## [Excerpt provided]
━━━━━━━━━━

Hypoxaemia

Original Editor - Adam Vallely Farrell


Top Contributors - Adam Vallely Farrell, Lucinda hampton, Abbey Wright, Kim Jackson, Rishika Babburu and Chelsea Mclene  

Introduction[edit | edit source]

Hypoxaemia is an abnormally low amount of oxygen in the blood, specifically arterial blood[1][2]. Hypoxaemia is defined as the inability to maintain the PaO2 above 8kPa (see ABGs for more details).[3]  

It can cause hypoxia (low oxygen) in body tissues if unresolved, which can in turn lead to cell death of the peripheral then central tissues. Hypoxia is also known as type 1 respiratory failure.

Type 1 Respiratory Failure[edit | edit source]

Respiratory failure is characterised by a reduction in the function of the lungs due to lung disease, skeletal or neuromuscular disorder.

━━━━━━━━━━

## [What to work on]
Using the hypoxaemia page, decide whether each statement agrees with it: 1. Hypoxaemia is defined as being unable to keep PaO2 above 8 kPa. 2. Unresolved hypoxia leads to cell death in central tissues before peripheral ones. 3. Respiratory failure is attributed only to lung disease. Answer yes or no for each, quoting the deciding words.

(Referring expression data)
━━━━━━━━━━

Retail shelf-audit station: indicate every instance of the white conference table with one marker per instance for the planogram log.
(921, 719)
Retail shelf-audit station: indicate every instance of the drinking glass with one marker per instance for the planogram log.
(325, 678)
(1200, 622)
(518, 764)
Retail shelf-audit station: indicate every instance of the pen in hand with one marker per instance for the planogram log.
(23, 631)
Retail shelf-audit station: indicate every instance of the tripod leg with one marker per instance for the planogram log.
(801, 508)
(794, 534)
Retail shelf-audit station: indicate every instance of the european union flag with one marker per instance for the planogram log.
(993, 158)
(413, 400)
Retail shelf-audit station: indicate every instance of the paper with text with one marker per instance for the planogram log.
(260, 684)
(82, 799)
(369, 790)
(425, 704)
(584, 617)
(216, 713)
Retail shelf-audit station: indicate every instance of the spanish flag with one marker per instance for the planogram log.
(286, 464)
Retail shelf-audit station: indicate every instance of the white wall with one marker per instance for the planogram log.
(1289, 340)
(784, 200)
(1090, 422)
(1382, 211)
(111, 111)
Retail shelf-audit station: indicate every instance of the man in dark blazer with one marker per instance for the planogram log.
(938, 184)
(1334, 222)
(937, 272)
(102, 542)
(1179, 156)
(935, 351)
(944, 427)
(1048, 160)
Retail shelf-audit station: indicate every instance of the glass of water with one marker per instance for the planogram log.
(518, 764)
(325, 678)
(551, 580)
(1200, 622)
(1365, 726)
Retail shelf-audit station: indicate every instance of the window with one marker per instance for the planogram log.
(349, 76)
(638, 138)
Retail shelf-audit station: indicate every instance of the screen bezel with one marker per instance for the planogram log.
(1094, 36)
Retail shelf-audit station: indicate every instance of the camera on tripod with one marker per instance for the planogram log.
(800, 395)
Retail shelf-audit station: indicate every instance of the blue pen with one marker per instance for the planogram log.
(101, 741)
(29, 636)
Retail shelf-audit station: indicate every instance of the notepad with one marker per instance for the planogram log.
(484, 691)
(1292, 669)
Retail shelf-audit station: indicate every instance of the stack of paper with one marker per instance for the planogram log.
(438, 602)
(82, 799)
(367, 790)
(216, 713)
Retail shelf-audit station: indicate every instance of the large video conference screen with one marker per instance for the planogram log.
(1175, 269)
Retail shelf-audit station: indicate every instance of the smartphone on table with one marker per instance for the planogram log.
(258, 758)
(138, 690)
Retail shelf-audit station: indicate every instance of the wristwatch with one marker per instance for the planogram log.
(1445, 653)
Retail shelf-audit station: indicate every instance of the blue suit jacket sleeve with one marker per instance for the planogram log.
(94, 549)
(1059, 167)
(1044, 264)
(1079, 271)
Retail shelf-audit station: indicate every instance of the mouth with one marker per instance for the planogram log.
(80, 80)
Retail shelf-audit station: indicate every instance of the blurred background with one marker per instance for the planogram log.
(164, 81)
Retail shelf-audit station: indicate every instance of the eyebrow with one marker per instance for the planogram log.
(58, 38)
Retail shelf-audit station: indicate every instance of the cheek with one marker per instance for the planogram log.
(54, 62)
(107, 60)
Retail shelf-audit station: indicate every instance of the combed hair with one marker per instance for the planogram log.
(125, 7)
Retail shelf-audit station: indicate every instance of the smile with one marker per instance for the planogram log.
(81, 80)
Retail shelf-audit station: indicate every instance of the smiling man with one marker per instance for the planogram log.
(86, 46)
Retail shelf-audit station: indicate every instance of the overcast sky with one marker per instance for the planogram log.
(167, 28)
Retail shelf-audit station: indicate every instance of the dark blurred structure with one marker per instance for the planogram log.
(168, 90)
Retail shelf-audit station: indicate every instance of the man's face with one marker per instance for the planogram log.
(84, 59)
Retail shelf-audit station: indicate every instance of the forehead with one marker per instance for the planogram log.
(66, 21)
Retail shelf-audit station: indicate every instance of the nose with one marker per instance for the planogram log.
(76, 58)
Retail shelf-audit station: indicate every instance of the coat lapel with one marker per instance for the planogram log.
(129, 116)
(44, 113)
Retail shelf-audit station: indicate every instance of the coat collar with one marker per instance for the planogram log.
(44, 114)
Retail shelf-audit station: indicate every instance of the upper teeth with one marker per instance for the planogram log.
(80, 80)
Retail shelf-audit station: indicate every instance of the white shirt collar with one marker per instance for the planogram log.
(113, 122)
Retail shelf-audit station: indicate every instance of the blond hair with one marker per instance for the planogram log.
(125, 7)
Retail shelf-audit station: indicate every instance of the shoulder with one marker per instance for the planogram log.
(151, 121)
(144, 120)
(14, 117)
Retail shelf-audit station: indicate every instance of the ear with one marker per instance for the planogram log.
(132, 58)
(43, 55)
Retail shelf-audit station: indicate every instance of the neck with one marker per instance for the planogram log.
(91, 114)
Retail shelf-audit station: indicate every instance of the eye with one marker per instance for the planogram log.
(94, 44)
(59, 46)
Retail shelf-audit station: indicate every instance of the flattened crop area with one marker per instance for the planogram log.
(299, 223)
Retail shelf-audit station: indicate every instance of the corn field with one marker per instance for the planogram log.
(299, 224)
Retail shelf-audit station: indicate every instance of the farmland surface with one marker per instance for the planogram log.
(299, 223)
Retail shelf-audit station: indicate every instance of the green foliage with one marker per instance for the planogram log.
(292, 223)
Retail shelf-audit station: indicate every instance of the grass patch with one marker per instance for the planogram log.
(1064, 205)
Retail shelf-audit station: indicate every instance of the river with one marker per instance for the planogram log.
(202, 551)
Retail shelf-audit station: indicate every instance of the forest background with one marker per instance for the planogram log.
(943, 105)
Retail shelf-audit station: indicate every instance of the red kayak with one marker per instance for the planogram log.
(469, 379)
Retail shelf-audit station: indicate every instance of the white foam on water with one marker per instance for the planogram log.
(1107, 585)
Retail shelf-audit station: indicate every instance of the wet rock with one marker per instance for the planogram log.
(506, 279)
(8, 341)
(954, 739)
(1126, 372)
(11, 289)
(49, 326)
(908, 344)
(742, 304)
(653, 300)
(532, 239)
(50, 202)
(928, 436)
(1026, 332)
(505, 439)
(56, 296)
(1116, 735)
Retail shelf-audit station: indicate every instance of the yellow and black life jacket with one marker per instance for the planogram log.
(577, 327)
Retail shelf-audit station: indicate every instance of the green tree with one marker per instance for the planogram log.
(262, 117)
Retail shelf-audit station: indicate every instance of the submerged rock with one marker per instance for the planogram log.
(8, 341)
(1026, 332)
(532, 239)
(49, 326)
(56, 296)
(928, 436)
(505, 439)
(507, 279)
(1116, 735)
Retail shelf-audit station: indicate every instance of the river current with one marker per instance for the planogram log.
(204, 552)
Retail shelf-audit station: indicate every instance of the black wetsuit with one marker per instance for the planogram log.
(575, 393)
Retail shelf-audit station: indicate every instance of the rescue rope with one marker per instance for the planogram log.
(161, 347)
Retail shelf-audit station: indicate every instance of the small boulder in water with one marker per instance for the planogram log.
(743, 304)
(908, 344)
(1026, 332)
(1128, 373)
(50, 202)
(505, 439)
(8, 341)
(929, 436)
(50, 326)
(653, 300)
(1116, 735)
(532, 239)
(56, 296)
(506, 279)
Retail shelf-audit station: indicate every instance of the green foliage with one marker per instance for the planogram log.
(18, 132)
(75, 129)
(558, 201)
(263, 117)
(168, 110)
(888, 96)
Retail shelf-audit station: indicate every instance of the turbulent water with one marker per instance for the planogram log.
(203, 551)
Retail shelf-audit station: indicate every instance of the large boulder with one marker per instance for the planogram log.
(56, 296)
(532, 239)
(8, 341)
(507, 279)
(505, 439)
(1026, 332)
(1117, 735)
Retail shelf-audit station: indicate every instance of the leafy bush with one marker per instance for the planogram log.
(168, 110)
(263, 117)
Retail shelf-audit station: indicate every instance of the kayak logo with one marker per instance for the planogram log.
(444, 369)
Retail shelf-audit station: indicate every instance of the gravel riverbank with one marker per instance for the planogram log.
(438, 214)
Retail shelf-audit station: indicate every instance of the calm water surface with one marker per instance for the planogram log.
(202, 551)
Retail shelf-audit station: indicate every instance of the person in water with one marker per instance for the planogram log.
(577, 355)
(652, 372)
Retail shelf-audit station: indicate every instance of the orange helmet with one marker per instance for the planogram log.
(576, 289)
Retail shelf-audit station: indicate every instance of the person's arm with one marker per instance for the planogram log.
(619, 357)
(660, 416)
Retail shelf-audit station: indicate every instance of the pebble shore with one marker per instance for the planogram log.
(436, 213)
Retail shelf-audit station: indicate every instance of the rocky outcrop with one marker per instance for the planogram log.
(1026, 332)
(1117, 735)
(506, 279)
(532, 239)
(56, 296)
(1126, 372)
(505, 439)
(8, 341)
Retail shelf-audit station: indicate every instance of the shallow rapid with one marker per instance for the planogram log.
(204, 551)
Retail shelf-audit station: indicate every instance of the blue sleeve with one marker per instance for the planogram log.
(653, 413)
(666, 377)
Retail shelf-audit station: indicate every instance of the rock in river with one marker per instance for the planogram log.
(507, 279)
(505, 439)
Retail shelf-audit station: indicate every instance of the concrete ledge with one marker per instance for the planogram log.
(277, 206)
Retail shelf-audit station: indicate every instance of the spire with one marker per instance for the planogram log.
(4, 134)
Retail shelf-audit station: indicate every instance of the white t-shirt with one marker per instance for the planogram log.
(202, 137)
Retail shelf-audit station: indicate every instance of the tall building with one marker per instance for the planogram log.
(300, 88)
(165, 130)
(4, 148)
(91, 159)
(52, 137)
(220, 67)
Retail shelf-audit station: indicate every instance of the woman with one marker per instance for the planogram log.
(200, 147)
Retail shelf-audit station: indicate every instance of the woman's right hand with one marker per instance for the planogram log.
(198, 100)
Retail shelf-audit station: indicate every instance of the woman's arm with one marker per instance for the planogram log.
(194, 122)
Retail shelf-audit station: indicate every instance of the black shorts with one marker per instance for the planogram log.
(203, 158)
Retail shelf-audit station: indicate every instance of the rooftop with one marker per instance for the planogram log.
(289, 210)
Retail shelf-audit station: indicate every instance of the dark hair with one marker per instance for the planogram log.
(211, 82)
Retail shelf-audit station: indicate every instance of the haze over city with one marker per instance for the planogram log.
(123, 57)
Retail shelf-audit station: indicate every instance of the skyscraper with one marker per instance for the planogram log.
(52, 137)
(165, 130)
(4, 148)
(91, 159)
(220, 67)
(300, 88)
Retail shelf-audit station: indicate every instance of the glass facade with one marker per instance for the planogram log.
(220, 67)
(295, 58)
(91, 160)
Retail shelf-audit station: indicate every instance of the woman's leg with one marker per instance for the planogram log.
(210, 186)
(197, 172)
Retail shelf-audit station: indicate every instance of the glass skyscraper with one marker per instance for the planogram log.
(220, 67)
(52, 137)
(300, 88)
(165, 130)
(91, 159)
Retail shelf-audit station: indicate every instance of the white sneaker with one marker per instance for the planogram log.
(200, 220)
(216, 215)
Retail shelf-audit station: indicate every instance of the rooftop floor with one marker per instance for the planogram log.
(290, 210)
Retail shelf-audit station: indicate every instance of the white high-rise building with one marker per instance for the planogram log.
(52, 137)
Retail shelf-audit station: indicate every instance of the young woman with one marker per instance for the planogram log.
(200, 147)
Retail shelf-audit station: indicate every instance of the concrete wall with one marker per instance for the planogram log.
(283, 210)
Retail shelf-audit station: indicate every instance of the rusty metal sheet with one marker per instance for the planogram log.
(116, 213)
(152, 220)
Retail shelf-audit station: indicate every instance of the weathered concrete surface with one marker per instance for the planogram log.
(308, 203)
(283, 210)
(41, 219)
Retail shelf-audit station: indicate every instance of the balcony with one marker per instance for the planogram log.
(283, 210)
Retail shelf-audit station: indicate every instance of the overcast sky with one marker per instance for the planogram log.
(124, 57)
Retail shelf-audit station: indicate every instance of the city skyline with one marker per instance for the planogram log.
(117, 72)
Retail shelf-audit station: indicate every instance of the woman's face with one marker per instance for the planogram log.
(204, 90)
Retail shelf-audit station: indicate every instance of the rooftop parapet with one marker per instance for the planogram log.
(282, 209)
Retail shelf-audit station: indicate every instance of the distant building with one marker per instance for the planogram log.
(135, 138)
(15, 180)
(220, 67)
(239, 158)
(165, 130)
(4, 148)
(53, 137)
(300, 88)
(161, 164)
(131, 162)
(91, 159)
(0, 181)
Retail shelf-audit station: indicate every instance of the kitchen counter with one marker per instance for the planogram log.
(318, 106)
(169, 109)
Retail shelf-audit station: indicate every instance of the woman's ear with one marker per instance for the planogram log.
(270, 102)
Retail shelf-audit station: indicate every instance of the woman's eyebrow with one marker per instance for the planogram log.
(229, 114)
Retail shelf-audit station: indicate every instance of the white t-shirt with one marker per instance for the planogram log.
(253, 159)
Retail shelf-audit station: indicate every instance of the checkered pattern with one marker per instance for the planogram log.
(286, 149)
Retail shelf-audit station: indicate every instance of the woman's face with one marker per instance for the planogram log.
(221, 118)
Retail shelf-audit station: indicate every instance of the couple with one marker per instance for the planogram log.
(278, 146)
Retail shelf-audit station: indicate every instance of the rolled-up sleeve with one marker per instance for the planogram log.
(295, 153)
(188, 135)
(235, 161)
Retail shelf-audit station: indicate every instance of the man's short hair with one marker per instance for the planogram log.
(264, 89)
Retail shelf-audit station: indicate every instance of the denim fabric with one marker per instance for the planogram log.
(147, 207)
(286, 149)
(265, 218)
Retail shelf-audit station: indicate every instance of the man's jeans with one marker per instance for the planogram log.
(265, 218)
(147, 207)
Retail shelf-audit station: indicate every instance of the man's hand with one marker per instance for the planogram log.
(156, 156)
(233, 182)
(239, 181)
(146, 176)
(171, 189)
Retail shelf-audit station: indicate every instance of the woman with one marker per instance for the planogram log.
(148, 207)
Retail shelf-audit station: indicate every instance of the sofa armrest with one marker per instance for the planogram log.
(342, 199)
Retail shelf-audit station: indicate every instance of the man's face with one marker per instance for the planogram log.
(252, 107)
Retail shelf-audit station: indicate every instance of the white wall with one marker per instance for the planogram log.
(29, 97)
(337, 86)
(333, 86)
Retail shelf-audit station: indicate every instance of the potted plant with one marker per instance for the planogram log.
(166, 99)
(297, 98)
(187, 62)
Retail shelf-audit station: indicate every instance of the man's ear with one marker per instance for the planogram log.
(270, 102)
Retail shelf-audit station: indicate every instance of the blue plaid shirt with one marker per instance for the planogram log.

━━━━━━━━━━

## [Final answer]
1. Yes: "Hypoxaemia is defined as the inability to maintain the PaO2 above 8kPa"
2. No: "cell death of the peripheral then central tissues"
3. No: "due to lung disease, skeletal or neuromuscular disorder"